* Problem to solve: Restate every record exactly, with nothing skipped.

* Dataset entries:
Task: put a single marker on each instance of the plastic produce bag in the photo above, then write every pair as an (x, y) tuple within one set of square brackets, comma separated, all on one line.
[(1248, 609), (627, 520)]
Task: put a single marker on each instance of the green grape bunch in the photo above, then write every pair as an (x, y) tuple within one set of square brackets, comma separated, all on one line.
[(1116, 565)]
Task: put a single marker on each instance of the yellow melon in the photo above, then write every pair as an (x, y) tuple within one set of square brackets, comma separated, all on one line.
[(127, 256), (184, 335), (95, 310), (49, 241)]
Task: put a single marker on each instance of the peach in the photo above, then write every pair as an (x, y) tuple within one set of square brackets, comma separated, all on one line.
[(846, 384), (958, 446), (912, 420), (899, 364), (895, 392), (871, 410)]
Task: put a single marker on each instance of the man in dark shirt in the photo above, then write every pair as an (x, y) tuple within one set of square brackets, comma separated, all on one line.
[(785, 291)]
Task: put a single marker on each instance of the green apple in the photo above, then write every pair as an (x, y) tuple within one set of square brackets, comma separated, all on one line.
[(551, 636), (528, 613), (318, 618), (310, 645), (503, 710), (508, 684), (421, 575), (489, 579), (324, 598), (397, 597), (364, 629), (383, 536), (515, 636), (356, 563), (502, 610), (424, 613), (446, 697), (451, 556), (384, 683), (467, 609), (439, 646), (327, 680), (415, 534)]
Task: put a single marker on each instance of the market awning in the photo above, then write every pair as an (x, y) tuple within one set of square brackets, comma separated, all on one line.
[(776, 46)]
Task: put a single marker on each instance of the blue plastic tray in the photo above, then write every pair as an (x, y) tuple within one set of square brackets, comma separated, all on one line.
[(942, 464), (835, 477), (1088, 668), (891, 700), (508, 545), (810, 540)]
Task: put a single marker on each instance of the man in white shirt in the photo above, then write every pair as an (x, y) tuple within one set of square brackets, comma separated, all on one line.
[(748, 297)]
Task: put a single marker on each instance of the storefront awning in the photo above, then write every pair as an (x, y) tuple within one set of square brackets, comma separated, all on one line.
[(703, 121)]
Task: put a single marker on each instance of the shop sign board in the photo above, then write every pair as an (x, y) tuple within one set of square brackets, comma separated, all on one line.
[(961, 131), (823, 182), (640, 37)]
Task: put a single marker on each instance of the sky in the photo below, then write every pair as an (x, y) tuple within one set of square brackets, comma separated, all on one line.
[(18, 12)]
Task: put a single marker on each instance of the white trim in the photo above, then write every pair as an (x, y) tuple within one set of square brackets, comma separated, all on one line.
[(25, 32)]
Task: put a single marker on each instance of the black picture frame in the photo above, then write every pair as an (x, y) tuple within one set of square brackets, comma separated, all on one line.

* Answer to the problem:
Task: put a single marker on each instance of the plastic produce bag in the photo above, then write every pair as an (x, y) tuple within one set of square brackets, comma separated, all on one line.
[(1248, 609), (627, 520)]
Task: put a single marker on each instance of the green grape bunch in the photo above, then write every pair as an (x, y) tuple within one set of square brackets, comma separated, all on one line.
[(1116, 565)]
Task: put a single marker on each instance of the yellow melon in the photo above, then write every pair as an (x, y) tuple within one set of square brackets, comma separated, all on one line.
[(127, 256), (184, 335), (95, 310), (49, 241)]
Task: put a single marker on each instance of the peach in the photo above, then write every pair as an (x, y) tuple within one set of square brackets, comma separated, all on one line.
[(846, 384), (958, 446), (912, 420), (899, 364), (895, 392), (871, 410)]
Task: put a single marker on each instance of the man in dark shirt in the photo above, then write every pair as an (x, y) tuple within one set of square brackets, comma separated, all on one line.
[(785, 291)]
Task: put a single marker on each instance of the green apple in the photo above, then write every pair as an (x, y) tuple within one set of square brackets, comma separated, all on one line.
[(551, 636), (528, 613), (318, 618), (310, 645), (503, 710), (508, 684), (421, 575), (489, 579), (324, 598), (397, 597), (364, 629), (383, 536), (515, 636), (356, 563), (502, 610), (424, 613), (446, 697), (451, 556), (384, 683), (467, 609), (439, 646), (327, 680), (415, 534)]
Task: put a single marker on each instance of the market awning in the photo above, then write every pair as an (x, y) tuple within one set of square brackets, comma separated, all on one line.
[(776, 46)]
Task: put a single marker on each instance of the blue plastic tray in the photo above, then write every pair as an (x, y) tuple within one set of square brackets, comma separated, all on one line.
[(942, 464), (835, 477), (1088, 668), (891, 700), (508, 545), (810, 540)]
Task: put a single marker on each instance of the man in white shirt in the photo above, then write every pair as an (x, y) tuple within one set of square brackets, comma separated, all on one line.
[(748, 297)]
Task: put a single marker on each instance of the storefront awning in the photo above, then write every pair as an (x, y) tuple within one set of square brackets, comma separated, all on one line.
[(703, 121)]
Task: put a single marker on each instance of the shop sign board in the photo above, then write every pair as an (x, y) tuple within one set of square brackets, comma separated, all on one line.
[(961, 131), (823, 182), (640, 37)]
Task: put a single marker on each instance of the sky in the photo below, then write every pair as an (x, y) tuple within one set of square brackets, comma separated, all on one line.
[(18, 12)]
Task: put a single marker on each instance of the white trim in the photo above, then write every pair as an (x, y) tuple within one set of square brackets, comma separated, all on one line.
[(25, 32)]
Task: put a single marker on each instance of the black picture frame in the photo above, then write every pair as an (x, y) tuple within one set of square brackets, comma separated, all on one line.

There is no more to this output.